**Your goal:** Please copy the listing from the line that has "Each <instance> may" through the line that has "positive clicks: (59, 95) (59, 49) (64, 189)", switching "positive clicks" to "foreground clicks" and leaving everything else unchanged.

______

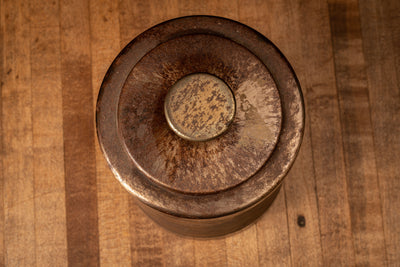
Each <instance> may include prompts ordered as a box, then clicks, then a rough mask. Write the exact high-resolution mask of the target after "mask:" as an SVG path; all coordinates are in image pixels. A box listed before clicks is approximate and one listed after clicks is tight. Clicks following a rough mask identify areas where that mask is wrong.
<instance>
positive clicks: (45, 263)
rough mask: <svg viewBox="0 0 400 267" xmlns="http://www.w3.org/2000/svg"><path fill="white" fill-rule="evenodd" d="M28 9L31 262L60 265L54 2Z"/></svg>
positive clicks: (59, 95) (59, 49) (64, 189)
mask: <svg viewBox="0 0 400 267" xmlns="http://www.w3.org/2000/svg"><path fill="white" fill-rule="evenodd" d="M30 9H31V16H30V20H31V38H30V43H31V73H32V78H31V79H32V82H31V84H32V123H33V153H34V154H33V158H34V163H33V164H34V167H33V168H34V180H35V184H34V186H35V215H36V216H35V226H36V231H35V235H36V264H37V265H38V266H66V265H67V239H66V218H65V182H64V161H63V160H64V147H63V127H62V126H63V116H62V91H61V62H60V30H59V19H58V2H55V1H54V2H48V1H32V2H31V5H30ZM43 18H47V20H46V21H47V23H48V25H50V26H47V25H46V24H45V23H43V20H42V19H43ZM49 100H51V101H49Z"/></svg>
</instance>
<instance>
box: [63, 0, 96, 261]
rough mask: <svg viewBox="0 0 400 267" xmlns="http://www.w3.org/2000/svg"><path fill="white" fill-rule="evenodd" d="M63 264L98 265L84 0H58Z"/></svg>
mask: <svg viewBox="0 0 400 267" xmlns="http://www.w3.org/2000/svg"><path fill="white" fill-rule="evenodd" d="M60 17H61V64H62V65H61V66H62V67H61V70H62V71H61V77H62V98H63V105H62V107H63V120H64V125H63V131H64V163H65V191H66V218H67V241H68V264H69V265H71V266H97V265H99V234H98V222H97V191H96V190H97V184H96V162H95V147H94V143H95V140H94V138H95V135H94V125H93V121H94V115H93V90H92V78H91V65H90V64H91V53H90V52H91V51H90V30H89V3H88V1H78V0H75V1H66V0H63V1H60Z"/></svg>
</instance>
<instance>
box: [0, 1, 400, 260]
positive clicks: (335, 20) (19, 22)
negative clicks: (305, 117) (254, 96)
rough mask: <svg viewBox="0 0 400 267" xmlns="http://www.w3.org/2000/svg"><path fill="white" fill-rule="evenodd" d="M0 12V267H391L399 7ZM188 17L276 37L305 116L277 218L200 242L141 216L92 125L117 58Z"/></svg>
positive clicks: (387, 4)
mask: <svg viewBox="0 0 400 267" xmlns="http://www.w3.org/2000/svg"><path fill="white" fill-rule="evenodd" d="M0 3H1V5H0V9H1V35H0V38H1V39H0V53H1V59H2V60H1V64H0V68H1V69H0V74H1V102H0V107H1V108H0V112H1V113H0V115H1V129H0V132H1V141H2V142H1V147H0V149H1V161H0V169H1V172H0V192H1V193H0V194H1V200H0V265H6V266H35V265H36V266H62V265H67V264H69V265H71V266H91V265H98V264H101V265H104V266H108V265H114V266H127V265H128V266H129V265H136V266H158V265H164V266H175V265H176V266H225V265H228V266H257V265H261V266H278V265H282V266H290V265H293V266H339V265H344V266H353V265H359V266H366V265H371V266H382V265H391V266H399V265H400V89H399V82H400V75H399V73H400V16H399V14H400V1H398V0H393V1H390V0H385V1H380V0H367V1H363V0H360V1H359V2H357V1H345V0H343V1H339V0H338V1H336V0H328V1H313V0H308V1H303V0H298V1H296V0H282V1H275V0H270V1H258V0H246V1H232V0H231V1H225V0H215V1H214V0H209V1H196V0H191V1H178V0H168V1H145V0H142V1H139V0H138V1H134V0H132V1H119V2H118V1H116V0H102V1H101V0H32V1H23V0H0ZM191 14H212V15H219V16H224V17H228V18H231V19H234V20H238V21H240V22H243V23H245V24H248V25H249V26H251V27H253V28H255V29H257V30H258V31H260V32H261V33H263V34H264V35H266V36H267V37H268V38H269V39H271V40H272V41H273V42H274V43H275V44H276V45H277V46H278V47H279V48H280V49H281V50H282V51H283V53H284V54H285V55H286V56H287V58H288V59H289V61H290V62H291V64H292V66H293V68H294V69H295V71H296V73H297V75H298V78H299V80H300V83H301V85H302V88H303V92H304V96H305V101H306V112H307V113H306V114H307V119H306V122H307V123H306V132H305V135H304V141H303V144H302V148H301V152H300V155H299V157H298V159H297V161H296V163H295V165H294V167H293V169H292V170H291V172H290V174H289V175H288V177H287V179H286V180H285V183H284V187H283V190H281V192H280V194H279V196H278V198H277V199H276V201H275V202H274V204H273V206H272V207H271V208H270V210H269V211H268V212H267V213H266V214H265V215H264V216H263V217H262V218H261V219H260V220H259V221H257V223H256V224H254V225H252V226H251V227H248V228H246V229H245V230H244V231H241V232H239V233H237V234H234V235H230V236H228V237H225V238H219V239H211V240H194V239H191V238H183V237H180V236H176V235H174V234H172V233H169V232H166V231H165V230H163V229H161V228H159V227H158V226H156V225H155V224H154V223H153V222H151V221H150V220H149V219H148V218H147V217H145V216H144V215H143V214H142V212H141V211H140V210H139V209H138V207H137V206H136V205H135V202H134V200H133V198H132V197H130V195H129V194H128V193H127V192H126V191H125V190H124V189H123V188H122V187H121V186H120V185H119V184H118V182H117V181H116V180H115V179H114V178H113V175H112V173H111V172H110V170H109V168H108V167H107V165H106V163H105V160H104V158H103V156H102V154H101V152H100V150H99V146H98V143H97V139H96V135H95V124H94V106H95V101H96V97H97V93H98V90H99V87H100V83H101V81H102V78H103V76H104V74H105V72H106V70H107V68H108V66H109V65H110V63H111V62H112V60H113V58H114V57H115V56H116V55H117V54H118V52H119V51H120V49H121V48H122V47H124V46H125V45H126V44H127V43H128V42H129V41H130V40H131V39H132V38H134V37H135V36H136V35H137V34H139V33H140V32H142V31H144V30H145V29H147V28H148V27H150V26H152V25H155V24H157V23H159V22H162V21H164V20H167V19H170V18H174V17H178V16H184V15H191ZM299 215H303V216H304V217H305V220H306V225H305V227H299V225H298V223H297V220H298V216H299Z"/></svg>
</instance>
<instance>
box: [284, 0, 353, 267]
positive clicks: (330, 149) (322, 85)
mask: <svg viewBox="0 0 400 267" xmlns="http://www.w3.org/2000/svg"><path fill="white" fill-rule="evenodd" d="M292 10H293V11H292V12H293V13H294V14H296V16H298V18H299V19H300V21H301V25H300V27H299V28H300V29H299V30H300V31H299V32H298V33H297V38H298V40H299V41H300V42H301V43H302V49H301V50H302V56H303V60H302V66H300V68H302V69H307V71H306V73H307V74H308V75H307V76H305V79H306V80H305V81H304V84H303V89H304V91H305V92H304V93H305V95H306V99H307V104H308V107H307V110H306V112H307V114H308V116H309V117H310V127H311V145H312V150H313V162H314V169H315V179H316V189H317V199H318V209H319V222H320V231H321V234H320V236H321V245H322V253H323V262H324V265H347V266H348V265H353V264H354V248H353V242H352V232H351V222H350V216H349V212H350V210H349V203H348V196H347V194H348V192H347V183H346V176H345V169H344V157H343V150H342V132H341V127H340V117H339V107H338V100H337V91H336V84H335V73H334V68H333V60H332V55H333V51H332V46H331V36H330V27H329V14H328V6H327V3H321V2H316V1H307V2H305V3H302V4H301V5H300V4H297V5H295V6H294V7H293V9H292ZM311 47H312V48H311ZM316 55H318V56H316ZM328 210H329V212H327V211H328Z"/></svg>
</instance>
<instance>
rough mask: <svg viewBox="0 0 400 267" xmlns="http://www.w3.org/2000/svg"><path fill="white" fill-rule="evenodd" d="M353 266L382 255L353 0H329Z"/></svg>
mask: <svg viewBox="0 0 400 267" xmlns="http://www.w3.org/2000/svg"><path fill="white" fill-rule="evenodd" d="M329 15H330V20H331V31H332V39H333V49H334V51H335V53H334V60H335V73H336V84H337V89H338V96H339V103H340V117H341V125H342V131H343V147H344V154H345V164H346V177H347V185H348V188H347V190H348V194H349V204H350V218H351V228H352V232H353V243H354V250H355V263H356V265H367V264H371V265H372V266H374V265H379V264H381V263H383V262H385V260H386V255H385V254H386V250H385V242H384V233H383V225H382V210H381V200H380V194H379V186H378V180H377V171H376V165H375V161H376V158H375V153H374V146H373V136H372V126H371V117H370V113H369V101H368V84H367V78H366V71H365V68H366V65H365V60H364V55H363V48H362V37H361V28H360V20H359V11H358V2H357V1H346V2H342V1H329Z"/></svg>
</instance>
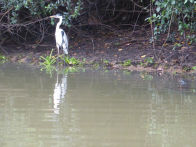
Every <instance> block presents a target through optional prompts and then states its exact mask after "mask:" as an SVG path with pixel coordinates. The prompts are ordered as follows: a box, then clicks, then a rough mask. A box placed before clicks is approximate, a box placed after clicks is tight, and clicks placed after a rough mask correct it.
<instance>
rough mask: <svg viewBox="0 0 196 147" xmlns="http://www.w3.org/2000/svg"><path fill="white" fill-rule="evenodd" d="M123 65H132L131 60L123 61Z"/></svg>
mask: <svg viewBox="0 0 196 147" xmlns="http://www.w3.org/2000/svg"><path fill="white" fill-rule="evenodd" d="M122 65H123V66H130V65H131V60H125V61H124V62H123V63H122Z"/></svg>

______

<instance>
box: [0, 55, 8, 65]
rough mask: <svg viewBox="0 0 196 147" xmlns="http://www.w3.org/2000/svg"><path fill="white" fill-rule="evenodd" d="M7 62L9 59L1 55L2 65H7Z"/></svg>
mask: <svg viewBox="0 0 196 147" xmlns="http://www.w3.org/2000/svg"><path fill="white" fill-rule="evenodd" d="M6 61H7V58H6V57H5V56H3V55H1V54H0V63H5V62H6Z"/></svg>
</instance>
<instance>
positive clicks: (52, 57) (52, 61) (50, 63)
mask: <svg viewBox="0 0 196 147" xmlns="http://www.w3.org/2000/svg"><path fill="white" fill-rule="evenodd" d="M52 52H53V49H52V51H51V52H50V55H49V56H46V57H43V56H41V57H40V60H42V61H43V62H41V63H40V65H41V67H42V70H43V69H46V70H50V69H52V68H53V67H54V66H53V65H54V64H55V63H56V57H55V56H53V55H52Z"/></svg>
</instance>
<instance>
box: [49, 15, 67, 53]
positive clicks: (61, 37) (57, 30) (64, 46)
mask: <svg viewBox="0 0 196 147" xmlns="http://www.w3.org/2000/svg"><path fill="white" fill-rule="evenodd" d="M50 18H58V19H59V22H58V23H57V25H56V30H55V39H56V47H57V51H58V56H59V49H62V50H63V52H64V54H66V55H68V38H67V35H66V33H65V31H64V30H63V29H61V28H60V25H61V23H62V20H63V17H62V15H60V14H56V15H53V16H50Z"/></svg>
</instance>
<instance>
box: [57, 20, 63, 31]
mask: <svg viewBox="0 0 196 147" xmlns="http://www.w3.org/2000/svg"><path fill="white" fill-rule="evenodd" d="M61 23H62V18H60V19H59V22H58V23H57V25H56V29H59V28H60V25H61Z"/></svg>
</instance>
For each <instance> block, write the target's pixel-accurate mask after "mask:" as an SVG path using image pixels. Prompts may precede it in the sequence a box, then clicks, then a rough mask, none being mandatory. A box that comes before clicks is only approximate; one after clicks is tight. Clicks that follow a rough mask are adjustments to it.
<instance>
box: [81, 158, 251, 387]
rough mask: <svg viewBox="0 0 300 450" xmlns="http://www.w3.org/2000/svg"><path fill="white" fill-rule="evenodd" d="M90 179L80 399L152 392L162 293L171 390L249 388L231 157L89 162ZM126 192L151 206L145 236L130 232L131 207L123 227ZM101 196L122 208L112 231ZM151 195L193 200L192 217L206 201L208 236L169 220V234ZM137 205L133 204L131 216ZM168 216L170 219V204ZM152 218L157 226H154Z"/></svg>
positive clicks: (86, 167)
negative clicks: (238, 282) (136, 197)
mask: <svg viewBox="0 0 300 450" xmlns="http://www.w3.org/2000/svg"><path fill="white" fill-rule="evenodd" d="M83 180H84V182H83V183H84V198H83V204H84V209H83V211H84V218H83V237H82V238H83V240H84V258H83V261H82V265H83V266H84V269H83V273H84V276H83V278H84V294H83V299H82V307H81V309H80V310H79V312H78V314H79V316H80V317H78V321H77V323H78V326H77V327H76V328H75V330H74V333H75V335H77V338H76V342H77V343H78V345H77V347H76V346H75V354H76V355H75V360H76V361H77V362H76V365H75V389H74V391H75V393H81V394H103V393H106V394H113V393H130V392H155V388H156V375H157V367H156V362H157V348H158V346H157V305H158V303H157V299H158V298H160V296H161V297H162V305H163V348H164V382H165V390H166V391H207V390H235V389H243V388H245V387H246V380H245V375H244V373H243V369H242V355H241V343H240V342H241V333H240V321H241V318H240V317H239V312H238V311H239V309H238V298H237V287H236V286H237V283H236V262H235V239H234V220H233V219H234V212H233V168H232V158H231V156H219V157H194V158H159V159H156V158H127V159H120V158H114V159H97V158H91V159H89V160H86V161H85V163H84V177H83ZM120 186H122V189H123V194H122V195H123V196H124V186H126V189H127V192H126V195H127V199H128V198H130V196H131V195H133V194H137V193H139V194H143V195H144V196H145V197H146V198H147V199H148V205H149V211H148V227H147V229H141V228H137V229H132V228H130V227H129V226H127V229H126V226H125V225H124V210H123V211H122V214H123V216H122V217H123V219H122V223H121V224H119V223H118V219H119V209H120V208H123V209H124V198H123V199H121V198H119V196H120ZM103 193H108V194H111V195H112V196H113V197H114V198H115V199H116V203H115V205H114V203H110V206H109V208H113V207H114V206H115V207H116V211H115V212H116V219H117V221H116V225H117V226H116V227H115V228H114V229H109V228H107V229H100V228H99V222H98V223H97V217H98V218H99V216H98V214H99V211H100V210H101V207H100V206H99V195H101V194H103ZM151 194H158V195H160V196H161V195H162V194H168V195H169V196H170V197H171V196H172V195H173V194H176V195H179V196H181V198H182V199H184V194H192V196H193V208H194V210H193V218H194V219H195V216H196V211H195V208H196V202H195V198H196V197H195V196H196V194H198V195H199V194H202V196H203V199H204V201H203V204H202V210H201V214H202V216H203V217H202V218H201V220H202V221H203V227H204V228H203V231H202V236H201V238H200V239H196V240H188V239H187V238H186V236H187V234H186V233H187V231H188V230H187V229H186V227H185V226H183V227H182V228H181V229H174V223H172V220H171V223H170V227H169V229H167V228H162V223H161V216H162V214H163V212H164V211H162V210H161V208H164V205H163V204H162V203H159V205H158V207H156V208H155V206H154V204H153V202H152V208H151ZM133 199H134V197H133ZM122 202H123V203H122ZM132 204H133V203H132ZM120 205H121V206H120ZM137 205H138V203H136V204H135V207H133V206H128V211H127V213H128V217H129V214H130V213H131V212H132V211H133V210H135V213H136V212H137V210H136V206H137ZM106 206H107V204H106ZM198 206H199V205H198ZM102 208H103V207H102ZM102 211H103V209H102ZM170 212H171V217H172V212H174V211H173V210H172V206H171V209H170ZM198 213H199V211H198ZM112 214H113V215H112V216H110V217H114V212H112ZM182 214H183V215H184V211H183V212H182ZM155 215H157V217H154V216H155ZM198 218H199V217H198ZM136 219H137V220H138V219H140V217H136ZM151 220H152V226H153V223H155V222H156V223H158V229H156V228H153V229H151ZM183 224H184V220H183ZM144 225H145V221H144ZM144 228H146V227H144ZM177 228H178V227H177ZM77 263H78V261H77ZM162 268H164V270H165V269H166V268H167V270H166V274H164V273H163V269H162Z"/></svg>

______

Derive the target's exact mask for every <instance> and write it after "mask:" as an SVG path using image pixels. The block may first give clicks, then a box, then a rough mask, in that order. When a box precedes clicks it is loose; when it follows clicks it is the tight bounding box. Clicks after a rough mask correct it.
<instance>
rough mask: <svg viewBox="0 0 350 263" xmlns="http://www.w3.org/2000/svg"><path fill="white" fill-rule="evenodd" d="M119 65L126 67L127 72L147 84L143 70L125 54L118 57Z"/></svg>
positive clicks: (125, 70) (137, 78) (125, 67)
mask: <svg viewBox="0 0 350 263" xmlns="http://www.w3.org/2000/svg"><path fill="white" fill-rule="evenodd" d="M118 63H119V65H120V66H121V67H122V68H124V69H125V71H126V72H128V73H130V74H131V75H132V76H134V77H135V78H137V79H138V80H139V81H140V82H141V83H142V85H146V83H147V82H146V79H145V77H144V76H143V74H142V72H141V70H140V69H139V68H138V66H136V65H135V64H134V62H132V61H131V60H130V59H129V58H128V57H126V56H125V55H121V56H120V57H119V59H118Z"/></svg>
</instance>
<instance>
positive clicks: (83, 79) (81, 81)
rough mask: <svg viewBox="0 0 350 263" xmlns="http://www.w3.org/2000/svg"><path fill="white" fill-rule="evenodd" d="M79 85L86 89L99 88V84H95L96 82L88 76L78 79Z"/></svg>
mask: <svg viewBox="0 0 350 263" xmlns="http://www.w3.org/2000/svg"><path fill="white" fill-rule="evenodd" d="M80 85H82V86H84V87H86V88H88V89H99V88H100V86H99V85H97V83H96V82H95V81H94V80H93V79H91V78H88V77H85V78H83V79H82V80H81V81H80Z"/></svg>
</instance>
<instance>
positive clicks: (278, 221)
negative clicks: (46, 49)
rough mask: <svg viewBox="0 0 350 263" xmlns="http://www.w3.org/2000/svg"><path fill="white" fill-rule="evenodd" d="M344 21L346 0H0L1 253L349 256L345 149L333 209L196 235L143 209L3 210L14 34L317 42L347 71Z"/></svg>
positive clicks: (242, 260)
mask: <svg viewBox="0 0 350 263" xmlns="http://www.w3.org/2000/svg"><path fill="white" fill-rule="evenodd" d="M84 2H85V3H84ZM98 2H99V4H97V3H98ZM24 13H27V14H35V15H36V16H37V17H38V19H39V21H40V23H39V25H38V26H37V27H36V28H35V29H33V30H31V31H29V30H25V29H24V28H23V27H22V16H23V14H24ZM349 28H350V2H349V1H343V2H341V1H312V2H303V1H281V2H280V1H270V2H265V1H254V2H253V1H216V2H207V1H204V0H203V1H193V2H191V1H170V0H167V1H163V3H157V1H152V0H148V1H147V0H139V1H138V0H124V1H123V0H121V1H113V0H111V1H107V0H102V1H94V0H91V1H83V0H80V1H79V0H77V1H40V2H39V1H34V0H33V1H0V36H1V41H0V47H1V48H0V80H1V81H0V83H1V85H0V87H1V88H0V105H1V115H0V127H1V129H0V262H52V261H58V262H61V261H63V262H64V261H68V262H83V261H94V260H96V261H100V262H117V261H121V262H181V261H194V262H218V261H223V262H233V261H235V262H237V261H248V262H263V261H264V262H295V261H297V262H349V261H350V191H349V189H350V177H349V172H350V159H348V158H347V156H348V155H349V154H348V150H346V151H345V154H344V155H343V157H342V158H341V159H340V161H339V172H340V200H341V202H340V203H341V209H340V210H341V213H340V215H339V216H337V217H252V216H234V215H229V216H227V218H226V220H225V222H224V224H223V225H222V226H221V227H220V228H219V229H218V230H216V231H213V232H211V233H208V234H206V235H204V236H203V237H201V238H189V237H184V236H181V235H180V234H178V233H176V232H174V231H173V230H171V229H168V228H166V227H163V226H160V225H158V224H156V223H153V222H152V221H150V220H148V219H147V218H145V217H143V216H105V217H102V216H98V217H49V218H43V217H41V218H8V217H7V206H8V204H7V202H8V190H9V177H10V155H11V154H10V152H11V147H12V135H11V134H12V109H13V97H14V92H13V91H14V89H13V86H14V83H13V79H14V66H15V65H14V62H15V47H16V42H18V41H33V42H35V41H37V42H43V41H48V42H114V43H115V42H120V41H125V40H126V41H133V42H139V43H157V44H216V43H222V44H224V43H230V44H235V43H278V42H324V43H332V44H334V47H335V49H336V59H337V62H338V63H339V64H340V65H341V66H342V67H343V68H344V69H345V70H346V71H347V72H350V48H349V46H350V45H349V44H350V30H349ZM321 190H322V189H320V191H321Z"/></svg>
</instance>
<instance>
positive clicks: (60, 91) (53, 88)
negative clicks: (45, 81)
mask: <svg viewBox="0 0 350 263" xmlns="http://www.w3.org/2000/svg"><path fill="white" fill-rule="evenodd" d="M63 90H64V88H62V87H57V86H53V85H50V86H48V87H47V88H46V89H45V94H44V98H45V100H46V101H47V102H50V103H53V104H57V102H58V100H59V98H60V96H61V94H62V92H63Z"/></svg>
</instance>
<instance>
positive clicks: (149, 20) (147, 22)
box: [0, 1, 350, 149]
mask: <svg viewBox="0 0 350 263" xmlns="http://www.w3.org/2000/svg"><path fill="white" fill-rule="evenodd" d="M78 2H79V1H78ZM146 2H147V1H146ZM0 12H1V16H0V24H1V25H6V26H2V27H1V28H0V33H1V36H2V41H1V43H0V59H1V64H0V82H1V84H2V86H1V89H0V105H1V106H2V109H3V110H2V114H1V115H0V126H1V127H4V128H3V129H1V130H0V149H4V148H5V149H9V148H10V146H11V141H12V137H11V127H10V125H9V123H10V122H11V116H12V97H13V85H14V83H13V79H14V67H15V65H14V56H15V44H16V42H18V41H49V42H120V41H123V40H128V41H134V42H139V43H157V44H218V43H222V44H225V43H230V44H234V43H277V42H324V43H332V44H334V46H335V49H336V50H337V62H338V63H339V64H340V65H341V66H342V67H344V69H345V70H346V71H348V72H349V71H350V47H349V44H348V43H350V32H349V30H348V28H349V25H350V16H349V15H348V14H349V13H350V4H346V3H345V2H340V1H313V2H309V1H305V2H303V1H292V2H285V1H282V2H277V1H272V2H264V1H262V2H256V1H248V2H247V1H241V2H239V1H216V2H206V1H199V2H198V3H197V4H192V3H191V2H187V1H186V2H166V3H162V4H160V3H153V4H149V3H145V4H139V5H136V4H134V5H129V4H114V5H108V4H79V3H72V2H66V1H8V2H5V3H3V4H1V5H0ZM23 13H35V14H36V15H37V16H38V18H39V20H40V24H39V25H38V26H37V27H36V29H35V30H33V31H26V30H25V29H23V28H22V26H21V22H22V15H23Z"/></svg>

______

**Answer to this problem:**
Each <instance> may include prompts ordered as a box, then clicks, then a rough mask. Write the exact high-resolution mask of the target after "mask:" as an SVG path; all coordinates are in image pixels. A box listed before clicks is approximate and one listed after clicks is tight. Clicks following a rough mask identify areas where that mask is wrong.
<instance>
foreground clicks: (45, 263)
rough mask: <svg viewBox="0 0 400 267" xmlns="http://www.w3.org/2000/svg"><path fill="white" fill-rule="evenodd" d="M28 9L31 262L60 265L54 2Z"/></svg>
foreground clicks: (59, 95) (59, 49) (64, 189)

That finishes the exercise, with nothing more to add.